**RECORD EXTRACTS**

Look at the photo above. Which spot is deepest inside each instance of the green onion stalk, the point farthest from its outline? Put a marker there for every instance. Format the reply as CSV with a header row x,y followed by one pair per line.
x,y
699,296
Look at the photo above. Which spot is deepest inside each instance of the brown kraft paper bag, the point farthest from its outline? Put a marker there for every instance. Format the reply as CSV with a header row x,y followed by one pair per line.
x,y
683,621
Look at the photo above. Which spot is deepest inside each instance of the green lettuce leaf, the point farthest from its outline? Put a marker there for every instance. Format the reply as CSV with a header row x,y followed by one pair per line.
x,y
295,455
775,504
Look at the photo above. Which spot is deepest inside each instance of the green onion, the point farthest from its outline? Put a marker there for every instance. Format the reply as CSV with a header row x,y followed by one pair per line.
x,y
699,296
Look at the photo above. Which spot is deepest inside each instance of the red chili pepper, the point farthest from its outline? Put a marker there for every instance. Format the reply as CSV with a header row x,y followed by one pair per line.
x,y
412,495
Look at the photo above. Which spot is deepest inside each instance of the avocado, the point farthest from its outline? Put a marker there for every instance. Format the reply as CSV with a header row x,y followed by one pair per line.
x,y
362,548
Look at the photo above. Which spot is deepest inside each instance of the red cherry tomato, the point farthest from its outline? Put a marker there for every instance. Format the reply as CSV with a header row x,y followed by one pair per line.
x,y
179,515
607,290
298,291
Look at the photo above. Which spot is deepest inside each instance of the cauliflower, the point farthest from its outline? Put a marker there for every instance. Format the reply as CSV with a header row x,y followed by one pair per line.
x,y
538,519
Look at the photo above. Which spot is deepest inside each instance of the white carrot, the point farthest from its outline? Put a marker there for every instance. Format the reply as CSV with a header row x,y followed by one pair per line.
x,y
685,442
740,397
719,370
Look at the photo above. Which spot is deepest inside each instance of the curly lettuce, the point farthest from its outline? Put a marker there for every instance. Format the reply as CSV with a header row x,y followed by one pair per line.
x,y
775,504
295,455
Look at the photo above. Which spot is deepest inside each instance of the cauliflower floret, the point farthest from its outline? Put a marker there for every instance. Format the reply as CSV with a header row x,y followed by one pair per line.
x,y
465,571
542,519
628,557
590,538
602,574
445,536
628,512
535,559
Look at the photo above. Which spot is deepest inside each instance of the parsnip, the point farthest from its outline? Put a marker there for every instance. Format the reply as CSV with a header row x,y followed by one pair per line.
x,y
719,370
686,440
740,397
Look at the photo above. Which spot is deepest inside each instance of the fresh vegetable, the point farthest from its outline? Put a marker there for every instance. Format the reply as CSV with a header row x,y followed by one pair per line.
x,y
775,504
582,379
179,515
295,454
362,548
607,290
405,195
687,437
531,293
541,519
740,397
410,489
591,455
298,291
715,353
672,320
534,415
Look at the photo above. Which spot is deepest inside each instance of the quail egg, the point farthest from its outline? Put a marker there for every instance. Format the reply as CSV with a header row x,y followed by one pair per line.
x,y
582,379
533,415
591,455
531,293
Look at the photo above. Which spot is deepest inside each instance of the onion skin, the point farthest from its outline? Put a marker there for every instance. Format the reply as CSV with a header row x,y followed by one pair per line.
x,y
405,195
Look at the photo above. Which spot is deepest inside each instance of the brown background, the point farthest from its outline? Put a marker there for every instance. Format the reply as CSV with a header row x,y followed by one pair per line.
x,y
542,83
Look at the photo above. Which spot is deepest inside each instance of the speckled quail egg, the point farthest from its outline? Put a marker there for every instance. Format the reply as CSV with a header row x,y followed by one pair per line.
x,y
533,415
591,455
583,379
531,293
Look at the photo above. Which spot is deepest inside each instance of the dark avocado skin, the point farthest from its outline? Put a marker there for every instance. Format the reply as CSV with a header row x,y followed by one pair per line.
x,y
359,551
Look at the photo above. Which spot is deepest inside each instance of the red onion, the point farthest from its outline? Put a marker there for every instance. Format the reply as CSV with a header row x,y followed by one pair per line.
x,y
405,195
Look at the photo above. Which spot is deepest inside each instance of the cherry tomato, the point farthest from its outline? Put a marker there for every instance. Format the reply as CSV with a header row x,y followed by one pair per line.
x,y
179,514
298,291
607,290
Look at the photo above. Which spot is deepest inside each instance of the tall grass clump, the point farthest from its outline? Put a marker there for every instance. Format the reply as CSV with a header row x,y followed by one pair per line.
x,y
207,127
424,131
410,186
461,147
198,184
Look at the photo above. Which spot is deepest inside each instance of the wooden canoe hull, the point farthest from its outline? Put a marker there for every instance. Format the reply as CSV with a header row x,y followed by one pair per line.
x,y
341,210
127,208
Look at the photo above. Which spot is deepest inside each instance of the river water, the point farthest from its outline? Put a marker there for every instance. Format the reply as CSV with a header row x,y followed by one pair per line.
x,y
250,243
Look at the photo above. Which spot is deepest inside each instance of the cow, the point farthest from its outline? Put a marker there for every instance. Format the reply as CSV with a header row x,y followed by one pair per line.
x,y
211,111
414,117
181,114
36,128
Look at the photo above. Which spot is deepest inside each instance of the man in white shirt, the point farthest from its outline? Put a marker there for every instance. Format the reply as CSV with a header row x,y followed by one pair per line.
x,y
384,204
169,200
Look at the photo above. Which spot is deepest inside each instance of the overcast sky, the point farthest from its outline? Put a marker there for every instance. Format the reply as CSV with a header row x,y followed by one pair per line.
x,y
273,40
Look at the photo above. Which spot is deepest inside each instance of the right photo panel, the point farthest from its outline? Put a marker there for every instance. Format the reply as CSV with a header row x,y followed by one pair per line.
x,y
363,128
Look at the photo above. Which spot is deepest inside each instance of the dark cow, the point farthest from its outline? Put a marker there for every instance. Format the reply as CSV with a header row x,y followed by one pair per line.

**INSTRUCTIONS TO FOLLOW**
The whole listing needs copying. Write it out exactly.

**OUTPUT FOR THIS EXERCISE**
Look at the photo above. Which spot is deepest inside each instance of the green onion stalk, the point farthest from its outline? Put a marker there for every instance. Format the reply as CSV with a header row x,y followed by one pair per line.
x,y
699,296
Look at the photo above. Which spot is deepest inside each instance of the brown kraft paper bag, the point farthest from its outline? Put a marker there for every instance. Format the reply as CSV with a header row x,y followed by one pair per line.
x,y
683,621
Look at the photo above. Which spot is deepest inside each instance of the green lettuce leaf, the point farthest from its outline? Put a marker there for every instance. Format the reply as CSV with a header row x,y followed by one pair per line.
x,y
295,455
775,504
Look at the photo above. Which spot is deepest inside each instance of the green onion, the point farthest from its outline? Put a marker there for every instance. Format the reply as CSV with a header row x,y followed by one pair per line.
x,y
699,296
Look at the photo above. Which spot is deepest inside each instance of the red chili pepper, the point farthest from its outline? Put a marker there for every instance. Format the reply as CSV with a header row x,y followed by one pair per line.
x,y
412,495
Look at the photo above. Which spot is deepest inside each instance of the avocado, the point farthest from its outline? Put a marker there for every instance. Format the reply as CSV with a header row x,y followed by one pair per line.
x,y
362,548
Look at the photo above. Which spot is deepest inside each instance of the red cherry tomato, the point farthest from its outline? Put a marker there for every instance. Format the reply as CSV with a header row x,y followed by one pair per line.
x,y
179,515
607,290
298,291
Look at the photo above. Which spot is deepest inside each instance of the cauliflower, the point farthest from its outline? Put a marker there for every instance. Format the reply as CSV with a header row x,y followed by one pair per line.
x,y
538,519
Look at the photo above. Which spot is deepest inside each instance of the white carrot, the point farthest from its outline? Put a marker there for every instance. Format the reply as CSV with a header row x,y followed by one pair per line.
x,y
685,442
740,397
719,370
Look at the photo above. Which spot is deepest inside each instance of the curly lettuce, the point farthest from its outline? Put a marker there for every instance. Format the reply as CSV with a header row x,y followed by one pair per line.
x,y
775,504
295,455
Look at the photo above. Which spot is deepest inside each instance of the cauliflower floret, the point farthest from its outline? Put a marker there for every instance. Format the reply as CSV with a header row x,y followed by one pair per line.
x,y
465,571
542,519
628,557
590,538
602,574
445,536
628,512
535,559
Look at the photo above. Which spot is deepest inside each instance of the parsnip, the point farthest from its outline? Put a marker there for every instance. Format the reply as CSV with a header row x,y followed by one pair per line.
x,y
719,370
686,440
740,397
Look at the photo above. Which spot is deepest inside each instance of the fresh vegetable, the point farthest from its outline? Put a marker there for every instance. Format the reply as CSV with a header row x,y followed by one pair per line.
x,y
775,504
582,379
179,515
295,454
362,548
607,290
405,195
687,437
531,293
541,519
740,397
410,489
591,455
298,291
715,353
672,320
534,415
Look at the photo above. Which spot is deepest inside each instance of the quail egg, the point farthest from its outline? Put a marker there for every instance. Format the reply as CSV with a header row x,y followed by one pair per line.
x,y
582,379
533,415
591,455
531,293
Look at the photo above. Which spot is deepest inside each instance of the onion skin, the point farthest from its outline? Put a marker there for every instance. Format the reply as CSV with a header row x,y followed by one pair per line.
x,y
405,195
Look at the photo above. Which spot is deepest inside each instance of the brown background, the point farthest from its outline? Put a marker there for every instance. Format the reply as CSV with a header row x,y followed by one pair per line.
x,y
542,83
Look at the photo above. Which spot is deepest inside each instance of the speckled quail egg, the point farthest from its outline? Put a marker there for every instance. Format the reply as CSV with a header row x,y followed by one pair per line.
x,y
533,415
591,455
583,379
531,293
Look at the photo above. Which spot is deepest inside each instance of the dark avocado skin, the point farthest from its outline? Put a marker there for every instance. Format the reply as CSV with a header row x,y followed by one pair per line.
x,y
359,551
Look at the photo above. Which spot is deepest inside each instance of the red onion, the point farthest from its outline? Put a marker there for every instance. Format the reply as CSV with a header row x,y followed by one pair per line.
x,y
405,195
Look at the photo above. Which spot is deepest inside each instance of the cherry tomato, the point farthest from its outline? Put a marker there for every instance. Format the reply as CSV with a header row x,y followed by one pair per line.
x,y
179,514
298,291
607,290
Look at the photo above. Which spot is deepest inside each instance of the tall grass clump, the point farthest from its outline? Put a marker there for every instance. Format the reply as CSV with a header row x,y followed by one pair per line.
x,y
207,127
424,131
410,186
461,147
198,184
Look at the photo above. Which spot is deepest inside each instance of the wooden canoe hull, the point farthest from its outline? Put a marker there for every instance. Format the reply as CSV with a header row x,y followed by one pair per line.
x,y
341,210
127,208
Look at the photo above. Which spot is deepest inside each instance of the river water, the point farthest from its outline? Put a marker there for every instance. Format the reply as CSV with a header row x,y followed by one pair per line.
x,y
250,243
Look at the photo above. Which spot is deepest inside each instance of the cow, the point farthest from its outline? Put a marker there for every instance. Format the reply as CSV with a header row x,y followed by one pair per line.
x,y
211,111
414,117
181,114
36,128
Look at the photo above. Which spot is deepest inside each instance of the man in white shirt, the point farthest from its outline? Put a marker there for every instance. Format the reply as CSV with a header row x,y followed by one pair per line.
x,y
384,204
169,200
Look at the photo above. Which spot is deepest inside each instance of the overcast sky, the point farthest from its outline? Put a marker there for every instance. Format the reply as CSV with a header row x,y followed by one pair per line.
x,y
273,40
Look at the photo above. Which spot is deepest inside each instance of the right photo panel, the point farthest from its outline? Put a marker there for every instance. Format the reply as CSV with a header row x,y followed by one pair per line.
x,y
363,128
Look at the photo above. Which spot is deepest inside each instance of the dark cow, the point farthest from its outline? Put a marker there for every instance. Format the reply as CSV with a header row x,y followed by one pair per line.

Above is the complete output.